Stored data
---

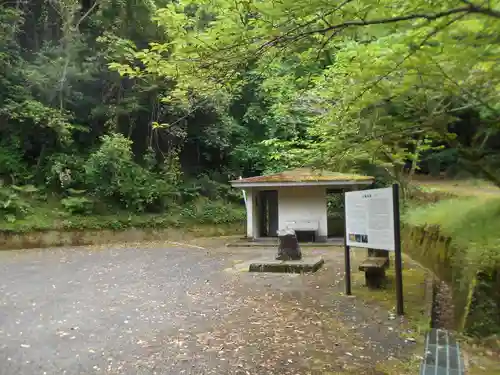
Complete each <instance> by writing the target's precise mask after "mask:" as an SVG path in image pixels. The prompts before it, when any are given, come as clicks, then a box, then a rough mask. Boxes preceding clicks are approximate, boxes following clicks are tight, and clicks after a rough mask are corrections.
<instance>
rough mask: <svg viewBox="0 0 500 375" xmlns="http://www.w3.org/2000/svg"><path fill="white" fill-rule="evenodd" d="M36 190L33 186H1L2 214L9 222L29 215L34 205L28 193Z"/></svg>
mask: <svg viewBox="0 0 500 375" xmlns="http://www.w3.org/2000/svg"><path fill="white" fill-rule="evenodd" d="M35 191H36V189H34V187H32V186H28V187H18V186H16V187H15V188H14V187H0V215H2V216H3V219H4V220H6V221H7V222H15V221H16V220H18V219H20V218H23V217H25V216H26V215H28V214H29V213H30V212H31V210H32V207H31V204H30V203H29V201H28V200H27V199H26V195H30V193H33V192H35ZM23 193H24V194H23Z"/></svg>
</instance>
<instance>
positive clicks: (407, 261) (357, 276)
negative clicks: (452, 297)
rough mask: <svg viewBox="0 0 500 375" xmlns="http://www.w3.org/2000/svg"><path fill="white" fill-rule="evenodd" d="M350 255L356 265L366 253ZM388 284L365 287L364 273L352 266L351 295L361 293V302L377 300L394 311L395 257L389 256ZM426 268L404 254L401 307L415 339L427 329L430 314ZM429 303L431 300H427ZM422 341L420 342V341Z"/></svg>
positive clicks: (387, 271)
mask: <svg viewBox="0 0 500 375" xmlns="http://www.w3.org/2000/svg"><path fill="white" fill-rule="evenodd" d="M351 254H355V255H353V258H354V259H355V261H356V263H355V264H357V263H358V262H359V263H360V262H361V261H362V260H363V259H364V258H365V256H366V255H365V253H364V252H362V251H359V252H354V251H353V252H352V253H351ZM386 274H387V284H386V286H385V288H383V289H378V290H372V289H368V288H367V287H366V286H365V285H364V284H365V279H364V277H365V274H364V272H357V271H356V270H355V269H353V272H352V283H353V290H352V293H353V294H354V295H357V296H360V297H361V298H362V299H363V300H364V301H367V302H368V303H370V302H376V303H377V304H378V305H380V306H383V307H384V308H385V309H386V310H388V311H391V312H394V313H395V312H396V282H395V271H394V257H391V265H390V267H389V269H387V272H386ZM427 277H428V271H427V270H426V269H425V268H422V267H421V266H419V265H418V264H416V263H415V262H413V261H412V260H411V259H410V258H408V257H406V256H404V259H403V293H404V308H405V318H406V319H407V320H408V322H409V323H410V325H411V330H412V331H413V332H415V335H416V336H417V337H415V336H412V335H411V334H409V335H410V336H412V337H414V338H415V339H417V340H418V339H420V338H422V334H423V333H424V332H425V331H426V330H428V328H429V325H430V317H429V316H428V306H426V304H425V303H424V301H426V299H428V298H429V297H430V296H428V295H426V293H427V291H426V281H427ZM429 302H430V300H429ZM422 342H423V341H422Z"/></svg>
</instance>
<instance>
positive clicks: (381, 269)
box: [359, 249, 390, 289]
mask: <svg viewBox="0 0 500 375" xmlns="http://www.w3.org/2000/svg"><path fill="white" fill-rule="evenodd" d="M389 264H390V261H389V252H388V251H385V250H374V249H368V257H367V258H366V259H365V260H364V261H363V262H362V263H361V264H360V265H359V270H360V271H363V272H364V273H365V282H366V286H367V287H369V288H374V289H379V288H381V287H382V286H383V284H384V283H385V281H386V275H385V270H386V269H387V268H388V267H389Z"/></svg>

---

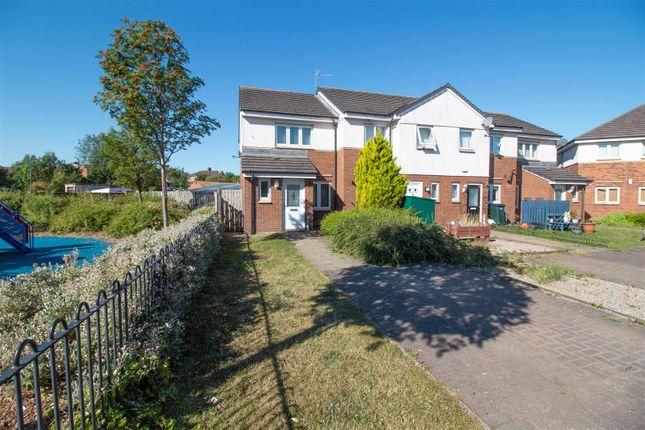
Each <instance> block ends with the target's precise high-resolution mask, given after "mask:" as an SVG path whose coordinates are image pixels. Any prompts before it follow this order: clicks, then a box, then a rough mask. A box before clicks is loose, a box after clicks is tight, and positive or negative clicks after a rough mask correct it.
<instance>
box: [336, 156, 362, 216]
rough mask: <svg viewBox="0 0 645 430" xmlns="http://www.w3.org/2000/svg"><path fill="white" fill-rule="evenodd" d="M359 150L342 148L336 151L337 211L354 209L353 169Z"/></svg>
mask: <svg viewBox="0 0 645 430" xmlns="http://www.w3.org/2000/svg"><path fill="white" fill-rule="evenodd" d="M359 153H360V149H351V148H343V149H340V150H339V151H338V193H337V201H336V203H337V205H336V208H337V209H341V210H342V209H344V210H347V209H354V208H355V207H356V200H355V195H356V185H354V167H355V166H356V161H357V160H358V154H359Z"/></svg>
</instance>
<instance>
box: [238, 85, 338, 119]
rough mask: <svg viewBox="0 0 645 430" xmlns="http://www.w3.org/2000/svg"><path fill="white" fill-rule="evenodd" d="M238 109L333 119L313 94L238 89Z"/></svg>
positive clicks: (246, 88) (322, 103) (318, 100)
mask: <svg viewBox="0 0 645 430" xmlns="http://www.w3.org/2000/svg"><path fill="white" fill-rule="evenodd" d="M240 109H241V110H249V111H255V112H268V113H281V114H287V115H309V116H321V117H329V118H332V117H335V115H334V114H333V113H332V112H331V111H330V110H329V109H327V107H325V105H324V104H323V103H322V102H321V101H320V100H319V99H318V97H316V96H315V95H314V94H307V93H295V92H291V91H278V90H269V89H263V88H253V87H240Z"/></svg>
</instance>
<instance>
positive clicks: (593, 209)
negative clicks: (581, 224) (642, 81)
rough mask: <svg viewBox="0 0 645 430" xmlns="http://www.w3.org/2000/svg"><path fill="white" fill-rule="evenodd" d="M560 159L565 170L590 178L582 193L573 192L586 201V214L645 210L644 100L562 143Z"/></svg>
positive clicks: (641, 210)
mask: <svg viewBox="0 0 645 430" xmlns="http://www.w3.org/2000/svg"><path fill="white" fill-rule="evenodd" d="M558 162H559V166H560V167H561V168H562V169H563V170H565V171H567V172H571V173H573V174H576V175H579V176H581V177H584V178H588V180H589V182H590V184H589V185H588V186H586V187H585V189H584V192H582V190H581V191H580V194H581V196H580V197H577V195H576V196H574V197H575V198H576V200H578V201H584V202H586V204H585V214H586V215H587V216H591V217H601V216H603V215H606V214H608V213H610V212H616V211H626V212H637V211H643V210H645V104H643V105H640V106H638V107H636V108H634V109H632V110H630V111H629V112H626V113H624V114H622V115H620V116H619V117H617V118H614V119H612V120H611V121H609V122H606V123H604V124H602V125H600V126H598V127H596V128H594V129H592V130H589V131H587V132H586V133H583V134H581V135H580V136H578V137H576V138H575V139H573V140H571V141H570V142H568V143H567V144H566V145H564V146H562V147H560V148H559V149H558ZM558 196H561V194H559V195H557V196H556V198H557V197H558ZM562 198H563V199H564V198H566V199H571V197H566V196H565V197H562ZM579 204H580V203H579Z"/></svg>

---

EXERCISE INSTRUCTIONS – Give again exactly, and only, the lines above starting at the one with "Complete each <instance>" and ending at the one with "negative clicks: (452, 297)".

REPLY TO THE TASK –
Complete each <instance> by writing the target's precise mask after "mask:" as an SVG path in image pixels. The prompts before it, when any are given, come as clicks, then a box, then a rough mask. Boxes preceding clicks are approximate, boxes following clicks are tight, and clicks after a rough mask are corrections.
<instance>
rough mask: <svg viewBox="0 0 500 375" xmlns="http://www.w3.org/2000/svg"><path fill="white" fill-rule="evenodd" d="M36 190L33 186H1L2 214L9 222L29 215L34 205L28 193Z"/></svg>
mask: <svg viewBox="0 0 500 375" xmlns="http://www.w3.org/2000/svg"><path fill="white" fill-rule="evenodd" d="M35 191H36V189H34V187H32V186H28V187H18V186H16V187H15V188H14V187H0V215H2V216H3V219H4V220H6V221H7V222H15V221H16V220H18V219H20V218H23V217H25V216H26V215H28V214H29V213H30V212H31V210H32V207H31V204H30V203H29V201H28V200H27V199H26V195H30V193H33V192H35ZM23 193H24V194H23Z"/></svg>
</instance>
<instance>
positive clicks: (407, 261) (357, 276)
negative clicks: (452, 297)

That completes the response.